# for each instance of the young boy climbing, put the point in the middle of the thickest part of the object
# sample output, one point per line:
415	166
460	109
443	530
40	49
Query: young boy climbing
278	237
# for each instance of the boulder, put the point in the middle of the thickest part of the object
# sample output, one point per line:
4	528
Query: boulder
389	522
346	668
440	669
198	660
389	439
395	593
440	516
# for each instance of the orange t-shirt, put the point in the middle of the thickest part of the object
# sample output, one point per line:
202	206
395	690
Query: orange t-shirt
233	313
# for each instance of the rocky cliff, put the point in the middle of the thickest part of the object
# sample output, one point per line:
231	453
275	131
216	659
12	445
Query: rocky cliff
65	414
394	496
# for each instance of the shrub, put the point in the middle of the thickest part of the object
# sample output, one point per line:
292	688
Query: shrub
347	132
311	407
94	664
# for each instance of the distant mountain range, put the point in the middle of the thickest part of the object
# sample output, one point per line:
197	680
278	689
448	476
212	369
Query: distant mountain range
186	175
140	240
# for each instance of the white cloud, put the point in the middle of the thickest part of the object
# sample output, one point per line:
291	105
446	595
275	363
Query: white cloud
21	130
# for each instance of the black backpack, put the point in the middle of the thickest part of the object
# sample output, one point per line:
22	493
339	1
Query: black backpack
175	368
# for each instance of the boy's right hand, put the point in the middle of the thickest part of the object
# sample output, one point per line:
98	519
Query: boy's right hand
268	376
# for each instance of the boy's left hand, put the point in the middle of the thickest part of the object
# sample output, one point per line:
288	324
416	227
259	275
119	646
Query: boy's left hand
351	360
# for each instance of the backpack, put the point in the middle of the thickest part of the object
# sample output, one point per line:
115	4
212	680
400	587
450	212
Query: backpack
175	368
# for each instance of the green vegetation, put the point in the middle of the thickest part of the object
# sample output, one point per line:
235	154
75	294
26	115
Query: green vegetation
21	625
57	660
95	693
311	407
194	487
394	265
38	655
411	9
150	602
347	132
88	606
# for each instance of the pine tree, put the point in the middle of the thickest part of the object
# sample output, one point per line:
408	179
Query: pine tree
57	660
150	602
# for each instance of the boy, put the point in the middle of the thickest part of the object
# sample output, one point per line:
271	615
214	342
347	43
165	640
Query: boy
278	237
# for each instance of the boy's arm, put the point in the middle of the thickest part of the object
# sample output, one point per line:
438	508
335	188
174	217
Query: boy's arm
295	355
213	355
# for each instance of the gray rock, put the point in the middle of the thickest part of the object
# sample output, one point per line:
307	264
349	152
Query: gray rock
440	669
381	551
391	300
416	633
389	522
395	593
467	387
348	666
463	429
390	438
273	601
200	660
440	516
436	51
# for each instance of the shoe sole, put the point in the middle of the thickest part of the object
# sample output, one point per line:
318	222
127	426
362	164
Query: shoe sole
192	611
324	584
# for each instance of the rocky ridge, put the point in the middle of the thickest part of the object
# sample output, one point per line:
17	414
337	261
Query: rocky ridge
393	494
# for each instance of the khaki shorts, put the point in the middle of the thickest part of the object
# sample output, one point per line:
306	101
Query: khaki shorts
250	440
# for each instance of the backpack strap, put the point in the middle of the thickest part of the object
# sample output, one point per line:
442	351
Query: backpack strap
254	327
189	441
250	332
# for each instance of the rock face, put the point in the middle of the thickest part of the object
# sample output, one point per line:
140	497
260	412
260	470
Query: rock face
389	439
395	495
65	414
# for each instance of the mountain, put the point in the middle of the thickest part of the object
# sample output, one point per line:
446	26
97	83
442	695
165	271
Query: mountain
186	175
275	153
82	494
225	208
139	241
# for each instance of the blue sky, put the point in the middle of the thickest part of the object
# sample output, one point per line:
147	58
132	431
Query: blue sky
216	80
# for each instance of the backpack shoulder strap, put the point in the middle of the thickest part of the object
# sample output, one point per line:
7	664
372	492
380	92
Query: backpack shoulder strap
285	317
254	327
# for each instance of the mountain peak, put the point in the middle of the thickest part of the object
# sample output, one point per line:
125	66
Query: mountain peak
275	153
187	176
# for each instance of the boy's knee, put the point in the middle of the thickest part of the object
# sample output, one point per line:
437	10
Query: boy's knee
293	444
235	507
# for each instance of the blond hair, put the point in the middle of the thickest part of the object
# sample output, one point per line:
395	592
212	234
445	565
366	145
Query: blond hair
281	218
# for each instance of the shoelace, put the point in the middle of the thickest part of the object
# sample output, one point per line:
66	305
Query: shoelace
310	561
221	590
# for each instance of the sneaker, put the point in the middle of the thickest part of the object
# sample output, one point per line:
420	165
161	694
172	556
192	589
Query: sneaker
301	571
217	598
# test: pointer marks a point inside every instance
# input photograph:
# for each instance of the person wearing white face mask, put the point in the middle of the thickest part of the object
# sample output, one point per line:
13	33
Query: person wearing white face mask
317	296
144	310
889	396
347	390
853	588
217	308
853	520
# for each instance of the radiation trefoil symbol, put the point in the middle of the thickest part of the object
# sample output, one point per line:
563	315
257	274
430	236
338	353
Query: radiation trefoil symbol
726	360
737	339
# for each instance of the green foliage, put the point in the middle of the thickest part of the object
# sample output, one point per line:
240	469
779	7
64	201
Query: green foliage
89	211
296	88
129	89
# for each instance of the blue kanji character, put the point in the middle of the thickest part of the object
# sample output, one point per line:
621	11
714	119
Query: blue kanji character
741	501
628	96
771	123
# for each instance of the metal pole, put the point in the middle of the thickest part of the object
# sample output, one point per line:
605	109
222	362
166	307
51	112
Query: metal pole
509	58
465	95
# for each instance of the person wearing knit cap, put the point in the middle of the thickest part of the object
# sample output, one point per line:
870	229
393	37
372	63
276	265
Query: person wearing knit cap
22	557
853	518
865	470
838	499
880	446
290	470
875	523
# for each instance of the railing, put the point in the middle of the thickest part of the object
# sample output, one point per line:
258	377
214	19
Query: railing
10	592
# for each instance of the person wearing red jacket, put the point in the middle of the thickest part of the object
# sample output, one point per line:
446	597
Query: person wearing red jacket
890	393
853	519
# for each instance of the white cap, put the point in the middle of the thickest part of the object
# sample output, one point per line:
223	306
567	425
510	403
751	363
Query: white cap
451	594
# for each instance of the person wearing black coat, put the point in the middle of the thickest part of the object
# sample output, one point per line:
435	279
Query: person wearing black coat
==================================================
**Task:**
Retype the material in full, character for character.

**Exercise output:**
# for each instance of the young boy climbing, put the point in the middle of the thickest part of the object
# sample output, one point per line:
415	166
460	109
443	530
40	49
Query: young boy climbing
278	237
# for each instance of the boulder, put the point in the middle of the thickest part of the object
# sample output, one point per line:
4	528
Query: boulder
389	522
346	668
440	669
198	660
389	439
395	593
440	516
# for each instance of the orange t-shirt, put the point in the middle of the thickest part of the object
# sample output, one point per line:
202	206
395	690
Query: orange t-shirt
233	313
# for each instance of the rocky cliff, put the point in the middle of the thickest part of the object
# sample output, one point per line:
231	453
275	131
216	659
12	445
Query: rocky cliff
65	414
394	496
# for each instance of the shrub, put the point in the middle of the thickest part of the object
# sample output, one point per line:
292	688
Query: shrub
347	132
311	407
94	664
# for each instance of the distant mountain range, put the point in the middle of the thickest part of the object
# sample output, one point per line:
197	680
278	689
448	476
212	369
Query: distant mountain range
186	175
140	240
# for each instance of the white cloud, put the point in the middle of the thickest part of the object
# sample output, one point per line:
291	105
446	595
275	363
Query: white cloud
21	130
# for each instance of the black backpack, put the point in the middle of the thickest part of the object
# sample output, one point per line:
22	493
339	1
Query: black backpack
175	368
# for each instance of the boy's right hand, put the point in the middle of the thickest part of the object
# sample output, one point per line:
98	519
Query: boy's right hand
268	376
# for each instance of the boy's left hand, put the point in the middle of the thickest part of the object
# sample output, one point per line:
288	324
416	227
259	275
119	646
Query: boy's left hand
351	360
# for each instance of the backpack, put the point in the middle of the thickest part of the object
# sample output, one point per line:
115	4
212	680
400	587
450	212
Query: backpack
175	368
# for each instance of the green vegetation, put the point in the middle of the thickest part of the object
# sample output, one point per line:
235	154
75	294
26	115
Query: green vegetation
21	625
57	660
95	693
311	407
194	487
394	265
38	655
411	9
150	602
347	132
88	606
# for each instance of the pine tree, put the point in the middle of the thickest part of the object
# sample output, one point per line:
408	179
Query: pine tree
57	660
150	602
# for each instance of the boy, put the point in the middle of the thickest part of the object
# sample output, one point per line:
271	615
214	342
347	43
165	640
Query: boy
278	237
# for each instance of the boy's arm, put the point in the middle of the thickest part of the object
# sample output, one point per line:
438	508
335	188
174	217
Query: boy's arm
295	355
213	355
# for each instance of the gray rock, put the point in the middle of the thickest part of the object
# sample output, one point per line:
307	264
349	152
Query: gray rock
440	669
381	551
391	300
416	633
389	522
395	593
467	387
348	666
463	429
390	438
273	601
200	660
440	516
436	51
# for each instance of the shoe sole, put the point in the middle of the thickest part of the object
# sample output, one point per line:
318	222
127	426
362	164
Query: shoe sole
192	611
324	584
# for each instance of the rocky ridge, put the point in the middle of the thickest part of the object
# sample output, one point per line:
17	414
337	261
Query: rocky ridge
393	494
# for each instance of the khaki shorts, put the point in the middle of the thickest part of the object
# sample output, one point per line:
306	101
Query: khaki shorts
250	440
# for each instance of the backpack strap, put the point in the middle of the thickest part of the object
# sample output, one point per line:
442	351
Query: backpack strap
254	327
189	441
250	332
# for each instance of the rock face, put the point in the middle of the thickest part of the object
# sample output, one point per line:
140	497
260	412
260	470
Query: rock face
389	439
395	495
65	414
# for each instance of the mountain, put the point in the middle of the thickest part of the object
# sample output, one point per line:
446	26
97	83
442	695
165	271
Query: mountain
186	175
275	153
82	494
225	208
139	241
# for each instance of the blue sky, put the point in the middle of the thickest part of the object
# sample output, one point per line:
147	58
132	431
Query: blue sky
216	80
# for each instance of the backpack shoulder strap, put the point in the middle of the thickest part of the object
# sample output, one point per line:
7	664
372	492
380	92
Query: backpack shoulder strap
285	317
254	327
# for each instance of the mountain peak, put the point in the middle of the thickest part of the object
# sample output, one point per line:
125	66
Query: mountain peak
275	153
187	176
# for each instance of the boy's knee, put the point in the middle of the thickest part of the object
# sample output, one point per line:
437	10
Query: boy's knee
293	444
235	507
# for each instance of the blond hair, put the point in the middle of the thickest part of the object
# sample output, one point per line:
395	592
212	234
445	565
366	145
Query: blond hair
281	218
# for each instance of the shoelace, put the point in the middle of the thickest part of the object
# sample output, one point per line:
66	305
Query: shoelace
310	561
221	590
# for each instance of the sneaker, put the point in the middle of the thickest part of the object
# sample output, one point per line:
420	165
161	694
172	556
192	589
Query: sneaker
301	571
217	598
# test: pointer marks a point inside every instance
# input photograph:
# for each instance of the person wearing white face mask, put the point in the middle of the thickest part of the object
# sample output, one point per line:
13	33
Query: person wearing white face mask
317	296
144	310
889	396
347	390
853	588
217	308
853	520
# for each instance of the radiation trefoil symbol, put the point in the middle of the thickest part of the object
# sample output, one point per line:
563	315
257	274
430	236
338	353
Query: radiation trefoil symbol
726	360
737	339
# for each instance of the green foliage, put the point in the middle of the thickest part of the object
# sample output, one point per line:
240	469
779	7
64	201
Query: green foliage
89	211
296	88
129	89
# for each instance of the blue kanji character, put the point in the middle of the thickest part of the object
# sample output, one point per line:
621	11
714	119
Query: blue kanji character
741	501
628	96
771	123
# for each instance of the metal pole, put the point in the middle of the thickest part of the object
# sample output, one point per line:
605	109
222	362
166	307
51	112
Query: metal pole
509	58
465	95
# for each instance of the person wearing knit cap, put the point in the middle of the thickest part of the object
# sample output, one point per line:
870	229
393	37
372	63
276	265
Query: person wearing knit cap
22	557
853	518
865	470
838	499
880	446
290	470
875	523
# for each instance of the railing, put the point in the middle of the thickest part of the object
# sample output, one point per line:
258	377
214	19
Query: railing
10	592
# for each instance of the person wearing red jacket, put the point in the middle of the thickest part of the object
# sample output, one point per line:
446	597
Query: person wearing red jacket
890	393
853	519
# for each instance of the white cap, put the point in the middle of the thickest part of the object
# sample output, one point per line:
223	306
567	425
510	403
751	363
Query: white cap
451	594
# for each instance of the person wearing black coat, put the point in the middle of the thickest part of the object
# sample output, one point per line:
435	279
Query: person wearing black coat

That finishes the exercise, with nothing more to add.